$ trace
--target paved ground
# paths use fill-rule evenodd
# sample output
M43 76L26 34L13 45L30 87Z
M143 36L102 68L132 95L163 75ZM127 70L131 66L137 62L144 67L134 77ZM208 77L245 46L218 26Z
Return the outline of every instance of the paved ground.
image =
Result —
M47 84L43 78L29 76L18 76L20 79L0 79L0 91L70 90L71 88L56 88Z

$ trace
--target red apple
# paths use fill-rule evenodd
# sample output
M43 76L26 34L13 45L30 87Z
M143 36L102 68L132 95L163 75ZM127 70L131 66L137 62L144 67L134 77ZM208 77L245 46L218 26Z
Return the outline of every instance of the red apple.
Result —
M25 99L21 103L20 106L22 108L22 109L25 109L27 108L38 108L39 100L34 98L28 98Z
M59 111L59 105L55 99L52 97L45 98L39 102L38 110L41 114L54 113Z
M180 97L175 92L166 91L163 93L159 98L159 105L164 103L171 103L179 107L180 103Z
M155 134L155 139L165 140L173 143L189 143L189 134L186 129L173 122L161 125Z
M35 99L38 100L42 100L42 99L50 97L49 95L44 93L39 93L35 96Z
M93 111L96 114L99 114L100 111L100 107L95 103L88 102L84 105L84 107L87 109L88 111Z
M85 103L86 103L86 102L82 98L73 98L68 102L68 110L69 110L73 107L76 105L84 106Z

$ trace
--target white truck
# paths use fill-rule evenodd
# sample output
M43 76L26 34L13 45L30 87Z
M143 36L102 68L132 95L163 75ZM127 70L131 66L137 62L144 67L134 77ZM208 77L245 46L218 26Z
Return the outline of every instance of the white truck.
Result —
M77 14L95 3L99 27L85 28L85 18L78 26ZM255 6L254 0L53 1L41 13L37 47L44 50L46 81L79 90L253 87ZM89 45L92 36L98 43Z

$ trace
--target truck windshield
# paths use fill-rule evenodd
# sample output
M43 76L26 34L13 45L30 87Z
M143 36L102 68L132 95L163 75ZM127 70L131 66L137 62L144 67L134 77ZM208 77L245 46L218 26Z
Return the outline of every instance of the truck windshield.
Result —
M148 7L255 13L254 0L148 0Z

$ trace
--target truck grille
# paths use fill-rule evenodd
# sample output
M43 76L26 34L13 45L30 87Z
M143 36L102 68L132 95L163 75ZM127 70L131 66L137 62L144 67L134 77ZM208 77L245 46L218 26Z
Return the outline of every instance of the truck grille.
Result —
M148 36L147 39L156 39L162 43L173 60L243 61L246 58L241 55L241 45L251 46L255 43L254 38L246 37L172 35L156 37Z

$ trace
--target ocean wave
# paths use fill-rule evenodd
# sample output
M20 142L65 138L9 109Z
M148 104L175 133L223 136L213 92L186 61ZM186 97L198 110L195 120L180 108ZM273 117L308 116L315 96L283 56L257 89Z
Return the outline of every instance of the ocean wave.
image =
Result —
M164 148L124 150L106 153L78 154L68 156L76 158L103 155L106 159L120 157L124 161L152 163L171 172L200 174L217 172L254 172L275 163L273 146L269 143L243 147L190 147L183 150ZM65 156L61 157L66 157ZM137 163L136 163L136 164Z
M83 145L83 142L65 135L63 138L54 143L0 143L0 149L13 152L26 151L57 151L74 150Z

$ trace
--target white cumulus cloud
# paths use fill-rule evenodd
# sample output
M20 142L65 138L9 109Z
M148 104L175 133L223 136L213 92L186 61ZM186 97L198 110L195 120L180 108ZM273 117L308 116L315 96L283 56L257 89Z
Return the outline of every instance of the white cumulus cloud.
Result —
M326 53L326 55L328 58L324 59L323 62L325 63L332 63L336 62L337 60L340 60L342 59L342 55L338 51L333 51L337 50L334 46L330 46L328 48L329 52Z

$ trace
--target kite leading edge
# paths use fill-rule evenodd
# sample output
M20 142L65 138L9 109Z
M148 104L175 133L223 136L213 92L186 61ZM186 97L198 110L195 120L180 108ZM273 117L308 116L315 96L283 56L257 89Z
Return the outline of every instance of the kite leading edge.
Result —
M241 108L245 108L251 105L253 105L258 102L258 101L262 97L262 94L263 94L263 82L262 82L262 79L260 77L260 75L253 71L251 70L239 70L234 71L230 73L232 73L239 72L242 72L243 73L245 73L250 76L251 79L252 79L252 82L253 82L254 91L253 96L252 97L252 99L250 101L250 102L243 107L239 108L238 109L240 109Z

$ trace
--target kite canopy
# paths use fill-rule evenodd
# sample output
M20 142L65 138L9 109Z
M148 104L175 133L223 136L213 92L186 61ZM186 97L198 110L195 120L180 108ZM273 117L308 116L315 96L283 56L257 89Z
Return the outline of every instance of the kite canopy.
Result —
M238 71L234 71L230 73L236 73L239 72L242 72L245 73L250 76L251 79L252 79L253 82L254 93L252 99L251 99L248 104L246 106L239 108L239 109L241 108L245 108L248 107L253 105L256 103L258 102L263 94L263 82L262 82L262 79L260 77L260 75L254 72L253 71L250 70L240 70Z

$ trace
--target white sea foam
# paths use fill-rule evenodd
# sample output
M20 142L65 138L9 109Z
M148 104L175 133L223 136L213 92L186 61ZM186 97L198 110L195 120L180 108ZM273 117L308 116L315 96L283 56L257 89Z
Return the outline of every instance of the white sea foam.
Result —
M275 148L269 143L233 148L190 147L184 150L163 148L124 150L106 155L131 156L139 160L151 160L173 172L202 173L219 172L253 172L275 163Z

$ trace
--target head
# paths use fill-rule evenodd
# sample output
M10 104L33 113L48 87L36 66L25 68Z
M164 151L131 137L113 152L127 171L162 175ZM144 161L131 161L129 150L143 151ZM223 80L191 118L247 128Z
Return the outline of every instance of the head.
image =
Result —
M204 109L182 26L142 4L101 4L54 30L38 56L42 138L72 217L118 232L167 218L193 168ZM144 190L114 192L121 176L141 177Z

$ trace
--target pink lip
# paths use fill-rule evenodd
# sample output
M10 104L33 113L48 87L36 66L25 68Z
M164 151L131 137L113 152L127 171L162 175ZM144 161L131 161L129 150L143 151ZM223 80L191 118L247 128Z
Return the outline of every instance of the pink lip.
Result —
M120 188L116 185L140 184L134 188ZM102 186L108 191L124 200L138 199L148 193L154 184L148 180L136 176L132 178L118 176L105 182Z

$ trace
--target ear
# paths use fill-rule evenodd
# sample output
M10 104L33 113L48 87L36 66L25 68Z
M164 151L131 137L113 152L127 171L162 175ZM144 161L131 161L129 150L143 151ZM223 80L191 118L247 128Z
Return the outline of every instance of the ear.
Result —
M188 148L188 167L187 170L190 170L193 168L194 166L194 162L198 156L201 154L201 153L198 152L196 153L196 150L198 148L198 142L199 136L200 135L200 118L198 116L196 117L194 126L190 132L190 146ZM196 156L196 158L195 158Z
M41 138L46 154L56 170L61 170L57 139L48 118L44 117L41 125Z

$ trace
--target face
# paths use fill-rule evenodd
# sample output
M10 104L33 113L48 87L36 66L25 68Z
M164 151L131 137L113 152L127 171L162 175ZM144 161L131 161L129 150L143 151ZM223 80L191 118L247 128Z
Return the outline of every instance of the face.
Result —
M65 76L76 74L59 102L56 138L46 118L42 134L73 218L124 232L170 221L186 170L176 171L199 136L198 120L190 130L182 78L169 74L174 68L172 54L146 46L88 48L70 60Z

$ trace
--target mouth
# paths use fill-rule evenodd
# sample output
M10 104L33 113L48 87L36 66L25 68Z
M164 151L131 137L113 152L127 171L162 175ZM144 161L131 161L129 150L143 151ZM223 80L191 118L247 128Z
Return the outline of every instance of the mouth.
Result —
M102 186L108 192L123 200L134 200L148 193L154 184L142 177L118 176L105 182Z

SET TASK:
Change "red apple" to "green apple" in the listing from its start through the line containing "M85 103L86 103L86", and give back that stretch with nothing else altered.

SOLUTION FOR THIS TASK:
$ trace
--target paved ground
# paths use fill-rule evenodd
# sample output
M43 76L26 34L13 45L30 87Z
M143 36L102 68L132 95L163 75ZM127 70L131 66L137 62L144 67L134 77ZM208 77L245 46L218 26Z
Return the outline of every instance of the paved ground.
image =
Result —
M47 84L43 78L29 76L18 76L20 79L0 79L0 91L70 90L71 88L56 88Z

$ trace
--target green apple
# paths use fill-rule evenodd
# sample output
M43 76L26 34L13 45L30 87Z
M143 36L102 68L132 95L163 75ZM127 70L131 66L137 62L144 67L134 77ZM208 77L245 46L218 26Z
Return the outline of every instance of the green apple.
Result —
M25 99L21 103L20 106L22 108L22 109L25 109L27 108L38 108L39 100L34 98L28 98Z
M59 111L59 105L55 99L52 97L45 98L39 102L38 110L41 114L54 113Z
M180 97L175 92L166 91L163 93L159 98L159 105L164 103L171 103L179 107L180 103Z
M155 134L155 139L165 140L173 143L189 143L189 134L186 129L173 122L161 125Z
M35 99L38 100L42 100L42 99L50 97L49 95L44 93L39 93L35 96Z
M93 111L96 114L99 114L100 111L100 107L95 103L88 102L84 105L84 107L87 109L88 111Z
M85 103L86 103L86 102L82 98L73 98L68 102L68 110L69 110L73 107L76 105L84 106Z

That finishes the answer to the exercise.